TASK ITEM | Within the records that follow, restate exactly the lines from the line with "Note to the class: indicate the brick" down to the line with "Target: brick wall", including both. Omit the pictures.

STORED DATA |
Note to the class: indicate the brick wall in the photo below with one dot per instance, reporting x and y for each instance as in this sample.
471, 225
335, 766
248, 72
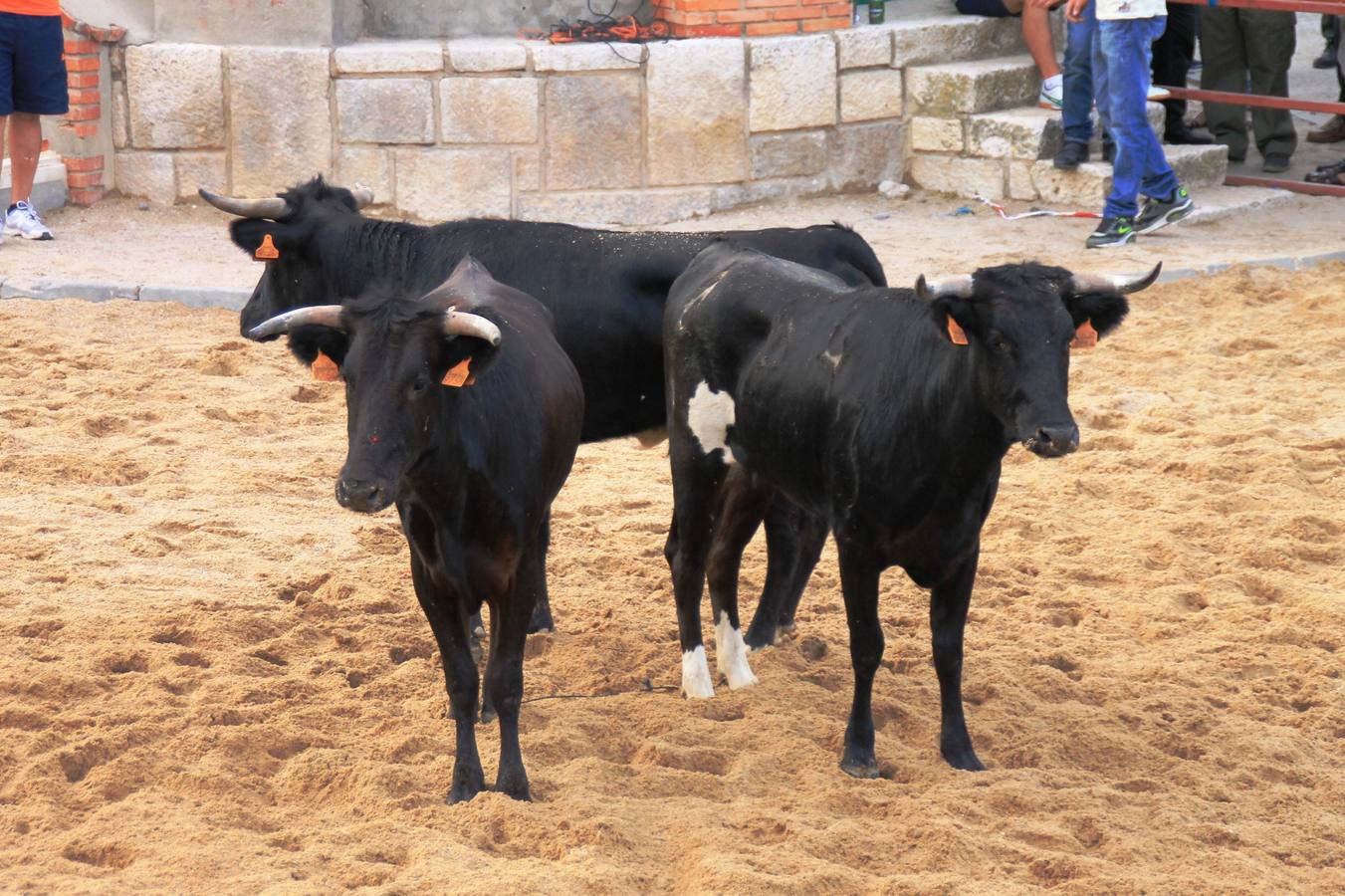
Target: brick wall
...
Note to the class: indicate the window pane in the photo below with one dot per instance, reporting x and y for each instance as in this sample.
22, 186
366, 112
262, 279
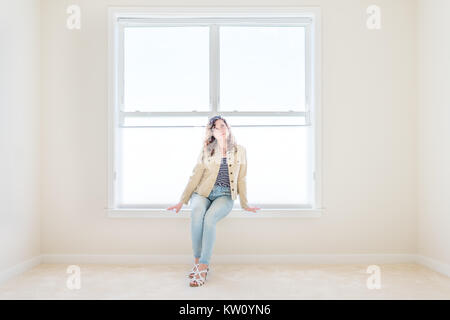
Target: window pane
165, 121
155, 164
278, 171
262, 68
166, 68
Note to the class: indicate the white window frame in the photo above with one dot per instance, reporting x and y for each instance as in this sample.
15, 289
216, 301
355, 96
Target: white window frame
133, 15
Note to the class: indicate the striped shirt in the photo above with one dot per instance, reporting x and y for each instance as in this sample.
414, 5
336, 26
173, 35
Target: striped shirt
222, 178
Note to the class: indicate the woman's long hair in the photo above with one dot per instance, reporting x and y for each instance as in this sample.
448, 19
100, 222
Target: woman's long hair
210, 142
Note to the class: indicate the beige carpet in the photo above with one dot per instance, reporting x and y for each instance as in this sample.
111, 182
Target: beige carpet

ANSWER SECTION |
Note to the class: indicate the brick wall in the photo below with one dot per instance, reporting x and y for each instance as in this sample.
471, 225
335, 766
248, 72
Target: brick wall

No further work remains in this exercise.